▶ **SOURCE DOCUMENT**

Objective: The study aims to use graph neural networks (GNNs) with claim data for ADRD risk prediction. Addressing the lack of human-interpretable reasons behind these predictions, we introduce an innovative, self-explainable method to evaluate relationship importance and its influence on ADRD risk prediction.
Methods: We used a variationally regularized encoder-decoder GNN (variational GNN [VGNN]) integrated with our proposed relation importance method for estimating ADRD likelihood. This self-explainable method can provide a feature-important explanation in the context of ADRD risk prediction, leveraging relational information within a graph. Three scenarios with 1-year, 2-year, and 3-year prediction windows were created to assess the model's efficiency, respectively. Random forest (RF) and light gradient boost machine (LGBM) were used as baselines. By using this method, we further clarify the key relationships for ADRD risk prediction.

▶ **WHAT TO PRODUCE**
List every abbreviation that the ADRD risk prediction abstract spells out in full, each with its expansion.

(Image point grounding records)
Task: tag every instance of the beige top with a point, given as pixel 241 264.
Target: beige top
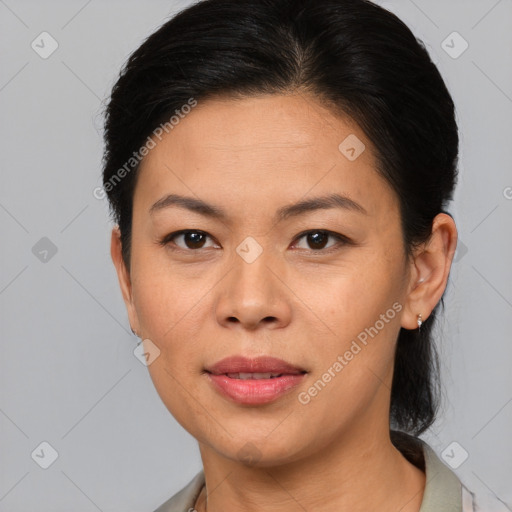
pixel 443 490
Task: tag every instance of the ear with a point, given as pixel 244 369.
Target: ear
pixel 431 265
pixel 123 275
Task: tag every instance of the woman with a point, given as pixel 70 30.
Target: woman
pixel 279 172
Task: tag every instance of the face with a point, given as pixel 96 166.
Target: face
pixel 320 287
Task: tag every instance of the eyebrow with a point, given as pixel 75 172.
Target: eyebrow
pixel 309 205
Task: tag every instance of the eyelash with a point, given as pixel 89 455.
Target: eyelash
pixel 342 240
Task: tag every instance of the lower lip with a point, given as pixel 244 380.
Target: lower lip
pixel 255 391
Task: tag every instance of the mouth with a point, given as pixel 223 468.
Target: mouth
pixel 254 381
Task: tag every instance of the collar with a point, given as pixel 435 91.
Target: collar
pixel 443 489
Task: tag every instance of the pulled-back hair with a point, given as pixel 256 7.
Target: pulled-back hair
pixel 359 60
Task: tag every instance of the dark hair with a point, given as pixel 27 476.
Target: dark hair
pixel 355 57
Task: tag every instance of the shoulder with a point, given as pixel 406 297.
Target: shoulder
pixel 184 500
pixel 443 488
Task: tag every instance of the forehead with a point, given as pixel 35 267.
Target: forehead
pixel 263 150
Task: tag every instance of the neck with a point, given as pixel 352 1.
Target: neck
pixel 359 472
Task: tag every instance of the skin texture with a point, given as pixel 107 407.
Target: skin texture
pixel 305 305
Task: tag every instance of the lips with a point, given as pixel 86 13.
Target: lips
pixel 259 365
pixel 254 381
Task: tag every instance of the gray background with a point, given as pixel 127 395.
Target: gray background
pixel 68 374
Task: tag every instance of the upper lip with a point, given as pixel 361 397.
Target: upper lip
pixel 262 364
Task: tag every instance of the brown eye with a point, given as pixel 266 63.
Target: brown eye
pixel 317 240
pixel 187 239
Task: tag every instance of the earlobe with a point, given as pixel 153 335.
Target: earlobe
pixel 431 267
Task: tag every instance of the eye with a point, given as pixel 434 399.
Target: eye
pixel 190 239
pixel 317 239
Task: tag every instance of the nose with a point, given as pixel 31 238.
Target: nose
pixel 253 295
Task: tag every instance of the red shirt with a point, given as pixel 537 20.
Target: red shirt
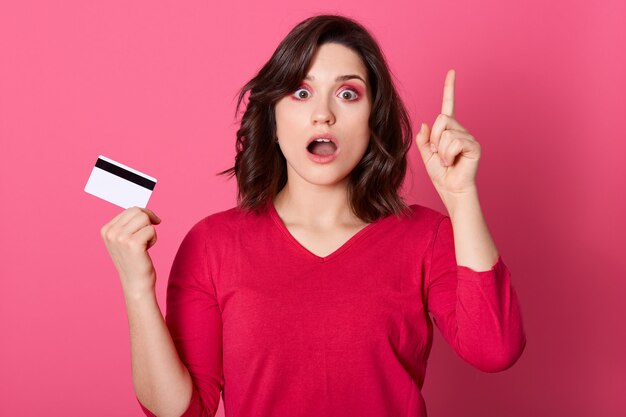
pixel 284 332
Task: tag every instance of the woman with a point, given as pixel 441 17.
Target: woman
pixel 314 296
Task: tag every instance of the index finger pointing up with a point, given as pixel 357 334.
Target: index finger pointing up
pixel 447 107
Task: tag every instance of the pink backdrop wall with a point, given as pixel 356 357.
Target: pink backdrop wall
pixel 151 84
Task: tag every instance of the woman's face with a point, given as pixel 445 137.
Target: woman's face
pixel 322 105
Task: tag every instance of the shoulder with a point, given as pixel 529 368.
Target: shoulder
pixel 225 223
pixel 424 217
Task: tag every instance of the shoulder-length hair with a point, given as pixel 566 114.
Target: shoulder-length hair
pixel 260 166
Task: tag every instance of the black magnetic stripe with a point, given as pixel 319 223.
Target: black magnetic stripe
pixel 124 173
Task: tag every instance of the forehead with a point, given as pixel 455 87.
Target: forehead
pixel 334 60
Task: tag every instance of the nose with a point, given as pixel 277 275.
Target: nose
pixel 322 113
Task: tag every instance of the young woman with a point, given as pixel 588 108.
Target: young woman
pixel 314 295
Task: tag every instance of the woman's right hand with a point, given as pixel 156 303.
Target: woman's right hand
pixel 128 236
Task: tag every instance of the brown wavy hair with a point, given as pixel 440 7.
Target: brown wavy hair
pixel 260 166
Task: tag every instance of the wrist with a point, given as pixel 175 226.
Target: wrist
pixel 456 199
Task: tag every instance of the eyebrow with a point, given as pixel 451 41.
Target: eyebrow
pixel 340 78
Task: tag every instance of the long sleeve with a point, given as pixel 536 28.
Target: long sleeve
pixel 478 313
pixel 194 320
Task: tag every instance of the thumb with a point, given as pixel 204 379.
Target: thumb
pixel 423 142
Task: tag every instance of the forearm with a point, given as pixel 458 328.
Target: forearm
pixel 161 381
pixel 473 244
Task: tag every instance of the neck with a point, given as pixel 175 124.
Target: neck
pixel 319 207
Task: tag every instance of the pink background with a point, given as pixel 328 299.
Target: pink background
pixel 540 85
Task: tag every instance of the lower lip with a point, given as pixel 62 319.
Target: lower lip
pixel 322 159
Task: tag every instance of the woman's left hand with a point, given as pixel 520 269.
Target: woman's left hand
pixel 449 152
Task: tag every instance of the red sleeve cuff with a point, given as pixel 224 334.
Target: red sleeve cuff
pixel 468 274
pixel 193 410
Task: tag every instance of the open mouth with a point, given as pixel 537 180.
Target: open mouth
pixel 322 147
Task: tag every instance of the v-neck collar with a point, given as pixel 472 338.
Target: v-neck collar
pixel 348 243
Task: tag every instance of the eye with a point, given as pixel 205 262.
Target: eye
pixel 345 93
pixel 298 95
pixel 349 90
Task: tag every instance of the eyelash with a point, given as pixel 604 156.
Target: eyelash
pixel 345 89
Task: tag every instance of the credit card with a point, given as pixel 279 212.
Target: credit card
pixel 119 184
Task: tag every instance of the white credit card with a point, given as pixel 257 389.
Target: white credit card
pixel 119 184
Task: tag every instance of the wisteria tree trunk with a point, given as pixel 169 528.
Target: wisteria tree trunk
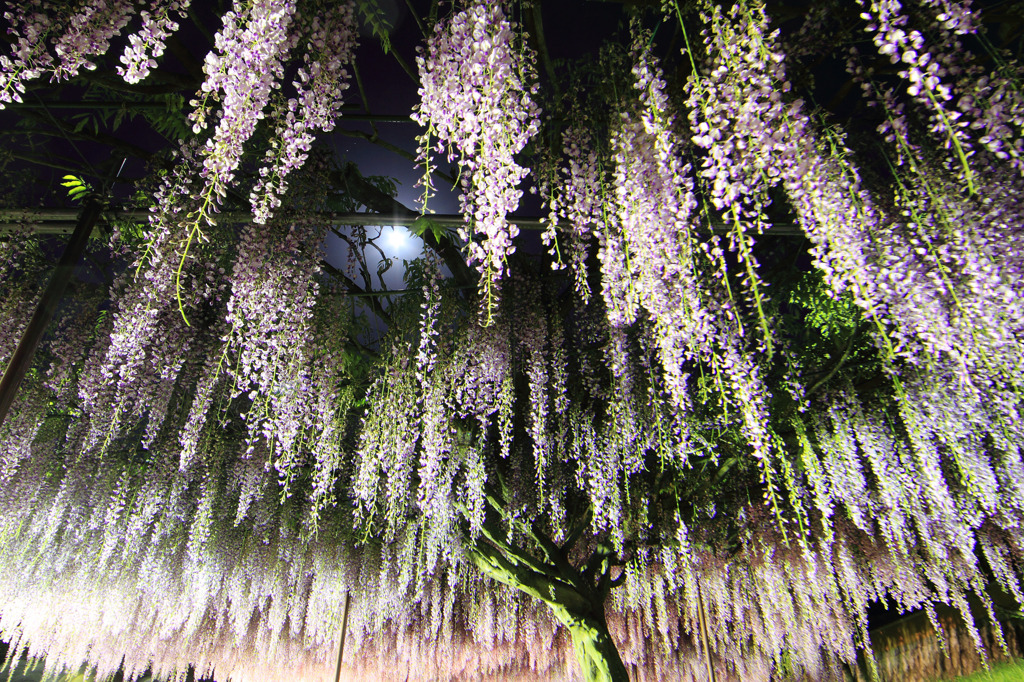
pixel 576 596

▶ **EXERCISE RESPONSE**
GNNs: graph neural networks
VGNN: variational GNN
RF: random forest
LGBM: light gradient boost machine